**Object point labels:**
◇ ◇ ◇ ◇ ◇

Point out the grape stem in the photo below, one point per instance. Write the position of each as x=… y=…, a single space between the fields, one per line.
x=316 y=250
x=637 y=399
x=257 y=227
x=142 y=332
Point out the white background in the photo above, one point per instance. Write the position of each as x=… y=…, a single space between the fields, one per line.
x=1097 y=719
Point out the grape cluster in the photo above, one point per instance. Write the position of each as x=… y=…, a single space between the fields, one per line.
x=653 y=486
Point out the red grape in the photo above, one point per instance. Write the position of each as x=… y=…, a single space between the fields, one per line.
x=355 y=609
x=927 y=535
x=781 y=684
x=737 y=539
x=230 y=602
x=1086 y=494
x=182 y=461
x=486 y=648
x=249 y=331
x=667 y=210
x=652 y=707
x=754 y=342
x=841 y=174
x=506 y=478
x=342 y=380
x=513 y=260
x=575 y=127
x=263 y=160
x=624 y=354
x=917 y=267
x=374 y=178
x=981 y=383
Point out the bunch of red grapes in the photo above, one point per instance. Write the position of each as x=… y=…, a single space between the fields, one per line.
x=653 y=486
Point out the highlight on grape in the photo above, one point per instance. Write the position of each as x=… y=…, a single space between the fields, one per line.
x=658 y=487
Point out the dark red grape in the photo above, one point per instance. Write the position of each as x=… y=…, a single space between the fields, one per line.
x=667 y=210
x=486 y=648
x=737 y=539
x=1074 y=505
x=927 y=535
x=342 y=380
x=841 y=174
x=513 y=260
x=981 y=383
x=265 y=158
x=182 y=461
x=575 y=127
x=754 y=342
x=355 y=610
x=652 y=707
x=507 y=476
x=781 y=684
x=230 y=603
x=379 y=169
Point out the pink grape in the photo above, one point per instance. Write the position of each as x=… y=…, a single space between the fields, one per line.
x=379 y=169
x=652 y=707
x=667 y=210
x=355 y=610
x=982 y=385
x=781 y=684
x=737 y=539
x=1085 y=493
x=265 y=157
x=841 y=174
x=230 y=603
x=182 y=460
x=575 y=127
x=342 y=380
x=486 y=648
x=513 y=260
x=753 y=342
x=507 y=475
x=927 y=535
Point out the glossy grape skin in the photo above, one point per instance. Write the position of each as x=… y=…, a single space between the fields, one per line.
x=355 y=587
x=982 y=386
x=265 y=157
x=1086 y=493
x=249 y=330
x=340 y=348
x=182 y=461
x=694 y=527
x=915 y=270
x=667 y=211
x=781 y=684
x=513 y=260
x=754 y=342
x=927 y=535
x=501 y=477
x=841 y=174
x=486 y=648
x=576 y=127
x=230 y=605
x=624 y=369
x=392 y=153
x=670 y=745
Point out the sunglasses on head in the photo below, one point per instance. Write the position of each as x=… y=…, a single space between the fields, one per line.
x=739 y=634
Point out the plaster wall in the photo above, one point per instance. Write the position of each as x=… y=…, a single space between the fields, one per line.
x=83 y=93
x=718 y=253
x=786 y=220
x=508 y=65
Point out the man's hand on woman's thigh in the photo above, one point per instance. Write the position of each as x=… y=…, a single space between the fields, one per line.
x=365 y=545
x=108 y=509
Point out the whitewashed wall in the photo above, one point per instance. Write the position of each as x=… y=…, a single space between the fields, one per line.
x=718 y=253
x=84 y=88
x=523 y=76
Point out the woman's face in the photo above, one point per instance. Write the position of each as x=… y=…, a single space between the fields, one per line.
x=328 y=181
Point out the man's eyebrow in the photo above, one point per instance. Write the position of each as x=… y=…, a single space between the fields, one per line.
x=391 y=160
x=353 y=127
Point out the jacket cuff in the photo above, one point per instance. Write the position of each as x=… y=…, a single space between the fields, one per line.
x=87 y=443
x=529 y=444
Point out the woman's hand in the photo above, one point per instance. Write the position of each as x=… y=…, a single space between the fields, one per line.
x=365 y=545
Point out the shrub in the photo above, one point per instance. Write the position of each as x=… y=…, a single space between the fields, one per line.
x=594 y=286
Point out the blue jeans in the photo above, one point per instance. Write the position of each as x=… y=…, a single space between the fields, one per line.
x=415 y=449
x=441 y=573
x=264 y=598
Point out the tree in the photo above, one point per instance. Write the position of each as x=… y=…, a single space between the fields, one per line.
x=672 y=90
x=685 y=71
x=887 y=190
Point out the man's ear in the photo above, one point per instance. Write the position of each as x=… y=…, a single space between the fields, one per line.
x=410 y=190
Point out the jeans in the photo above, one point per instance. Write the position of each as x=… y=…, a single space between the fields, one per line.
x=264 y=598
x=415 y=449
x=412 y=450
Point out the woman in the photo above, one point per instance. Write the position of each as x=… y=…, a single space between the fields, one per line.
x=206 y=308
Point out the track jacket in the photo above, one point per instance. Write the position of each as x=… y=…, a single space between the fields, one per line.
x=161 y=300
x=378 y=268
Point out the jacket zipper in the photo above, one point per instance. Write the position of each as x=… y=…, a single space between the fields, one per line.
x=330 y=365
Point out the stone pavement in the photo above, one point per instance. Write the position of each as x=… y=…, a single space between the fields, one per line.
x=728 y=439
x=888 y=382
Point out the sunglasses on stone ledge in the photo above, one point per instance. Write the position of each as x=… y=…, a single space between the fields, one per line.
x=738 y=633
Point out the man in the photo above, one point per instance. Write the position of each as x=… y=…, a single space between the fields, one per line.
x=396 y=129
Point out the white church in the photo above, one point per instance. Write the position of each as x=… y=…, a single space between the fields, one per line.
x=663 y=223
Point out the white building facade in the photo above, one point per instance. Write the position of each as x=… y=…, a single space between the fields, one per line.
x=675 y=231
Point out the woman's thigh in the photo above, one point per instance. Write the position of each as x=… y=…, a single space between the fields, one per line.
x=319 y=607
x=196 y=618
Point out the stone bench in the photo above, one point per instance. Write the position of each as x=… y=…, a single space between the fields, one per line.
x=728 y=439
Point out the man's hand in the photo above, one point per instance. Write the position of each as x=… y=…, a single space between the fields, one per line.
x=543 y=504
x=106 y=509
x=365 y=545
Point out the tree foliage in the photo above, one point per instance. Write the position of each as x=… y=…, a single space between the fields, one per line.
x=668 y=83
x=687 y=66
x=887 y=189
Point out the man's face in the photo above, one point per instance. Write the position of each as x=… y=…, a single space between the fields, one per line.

◇ ◇ ◇ ◇ ◇

**The exercise:** Copy these records out again word for word, leaving nothing out.

**Solution for this task:**
Point out the grape stem in the photo below, one point per instance. Write the position of each as x=… y=…, a single space between the fields, one per line.
x=316 y=250
x=637 y=399
x=257 y=227
x=142 y=332
Point out the white background in the photo above, one point per instance. Write the position of each as x=… y=…, a single space between the fields, one per line.
x=1097 y=719
Point out the grape cluster in the photo above, one point per instance. Write the position of each as x=… y=…, a single space between the fields, one per line.
x=653 y=486
Point out the red grape in the photo above, one point per instance. Write the position of each as x=… y=…, a single space between the fields, one per line.
x=355 y=609
x=927 y=535
x=781 y=684
x=737 y=539
x=230 y=602
x=1086 y=494
x=182 y=461
x=486 y=648
x=249 y=331
x=667 y=210
x=652 y=707
x=754 y=342
x=841 y=174
x=506 y=478
x=342 y=380
x=513 y=260
x=575 y=127
x=263 y=160
x=624 y=354
x=917 y=267
x=374 y=178
x=981 y=383
Point out the bunch of red grapes in the photo above, one point per instance. Write the position of each as x=… y=…, a single space between the fields, one per line.
x=653 y=486
Point out the highlight on grape in the photo above, one point per instance. Write the position of each as x=… y=…, a single space between the fields, one per line.
x=658 y=487
Point out the dark red grape in the photo above, one point per instance. Write the position of each as x=… y=…, a single space between the fields, one per line.
x=667 y=210
x=486 y=648
x=737 y=539
x=1074 y=505
x=927 y=535
x=342 y=380
x=841 y=174
x=513 y=260
x=981 y=383
x=265 y=158
x=182 y=461
x=575 y=127
x=754 y=342
x=355 y=610
x=652 y=707
x=507 y=476
x=781 y=684
x=230 y=603
x=379 y=169
Point out the pink grape in the photo above, one point per instance. Write the position of each as x=… y=…, a single space between the fields, one per line.
x=379 y=169
x=652 y=707
x=667 y=210
x=355 y=610
x=982 y=385
x=781 y=684
x=737 y=539
x=1085 y=493
x=265 y=157
x=841 y=174
x=230 y=603
x=182 y=460
x=575 y=127
x=342 y=380
x=486 y=648
x=513 y=260
x=753 y=342
x=507 y=475
x=927 y=535
Point out the glossy grape skin in the photo above, one point per instance. Write the position of each as x=… y=…, a single space between the fields, one per line.
x=355 y=587
x=982 y=386
x=265 y=157
x=1086 y=493
x=249 y=330
x=340 y=348
x=182 y=461
x=694 y=527
x=915 y=270
x=667 y=211
x=781 y=684
x=513 y=260
x=754 y=342
x=927 y=535
x=501 y=477
x=841 y=174
x=486 y=648
x=576 y=127
x=230 y=605
x=624 y=369
x=392 y=153
x=670 y=745
Point out the sunglasses on head in the photo below, one point per instance. Write the position of each as x=… y=…, a single space between the fields, one per line.
x=739 y=634
Point out the plaster wall in the photo above, one point per instance. Write the position of each as x=… y=…, a single space between the fields, one per line.
x=83 y=93
x=718 y=253
x=786 y=220
x=508 y=65
Point out the man's hand on woman's thigh in the photo above, one point per instance. Write the position of each as x=… y=…, a single space between the fields, one per line.
x=365 y=545
x=108 y=509
Point out the whitewashed wall in the photo above, one point per instance. Write the position of each as x=… y=…, a single space between the fields, one per line.
x=718 y=253
x=84 y=88
x=523 y=76
Point out the woman's face in the photo above, one point per instance. Write the position of each as x=… y=…, a single space between the fields, one per line.
x=328 y=181
Point out the man's eyebrow in the photo above, one point per instance. Write the position of each as x=… y=…, a single space between the fields, one per line.
x=391 y=160
x=353 y=127
Point out the jacket cuff in the photo above, one point per instance. Write the position of each as x=… y=…, a single space between the fields, one per line.
x=87 y=443
x=529 y=444
Point out the woman's hand in the photo above, one point per instance. Write the position of each as x=… y=…, a single space between the fields, one per line.
x=365 y=545
Point out the shrub in the photo above, one point per instance. Write the position of each as x=… y=…, a single space between the fields, one per line.
x=594 y=286
Point out the blue jeans in the photo above, one point per instance. Write the position of each as x=… y=…, a single space between the fields, one per line.
x=415 y=449
x=441 y=573
x=264 y=598
Point out the tree in the photo above, one point per instance. Write the position of each as x=… y=…, a single space between the fields, one per line.
x=672 y=90
x=685 y=71
x=887 y=190
Point out the man's ear in the photo above, one point per instance. Write the position of each as x=… y=…, a single space between the fields, one per line.
x=410 y=190
Point out the jeans in the photo above, one point per instance. Write the position of each as x=… y=…, a single space between the fields, one per line.
x=264 y=598
x=415 y=449
x=412 y=450
Point out the woman in the photo above, one point per instance. Write the position of each as x=… y=…, a single space between the fields, one per line.
x=206 y=308
Point out the track jacket in the photo above, one point per instance. Write the position of each as x=… y=…, a single space between the fields, one per line.
x=161 y=300
x=378 y=268
Point out the jacket zipper in the photo above, one point per instance. Write the position of each as x=… y=…, a single space between the fields, one per line.
x=330 y=365
Point out the stone pavement in the photo above, one point per instance. Write the position of each as x=… y=…, a single space between the fields, one per line.
x=728 y=439
x=888 y=382
Point out the sunglasses on stone ledge in the photo above, one point per instance. Write the position of each as x=… y=…, a single space between the fields, one per line.
x=738 y=633
Point out the man in the photo above, one point per instance. Write the position of each as x=… y=…, a single space between the fields, one per line.
x=396 y=129
Point out the white church in the photo above, one point per instance. Write the position of each as x=… y=…, a single space between the fields, one per line.
x=663 y=223
Point out the white building facade in the photo above, one point per instance. Write the position of each as x=… y=…, a single space between the fields, one per line.
x=675 y=231
Point out the woman's thigh in the photo above, one point per instance. Write the position of each as x=… y=…, a single space between the fields, one per line.
x=319 y=607
x=196 y=618
Point out the stone bench in the photo above, one point per instance. Write the position of each as x=… y=…, a single space between the fields, one per line.
x=728 y=439
Point out the man's hand in the photo above, one point per instance. Write the position of each as x=… y=…, a single space between the fields, one per line.
x=543 y=504
x=106 y=509
x=365 y=545
Point out the tree foliage in the photo above, one point per instance. Write the position of each as x=… y=…, a single space between the fields, one per line.
x=668 y=83
x=687 y=66
x=887 y=189
Point out the man's face in the photo above, one point per instance. Write the position of each as x=… y=…, a single space between the fields, one per line.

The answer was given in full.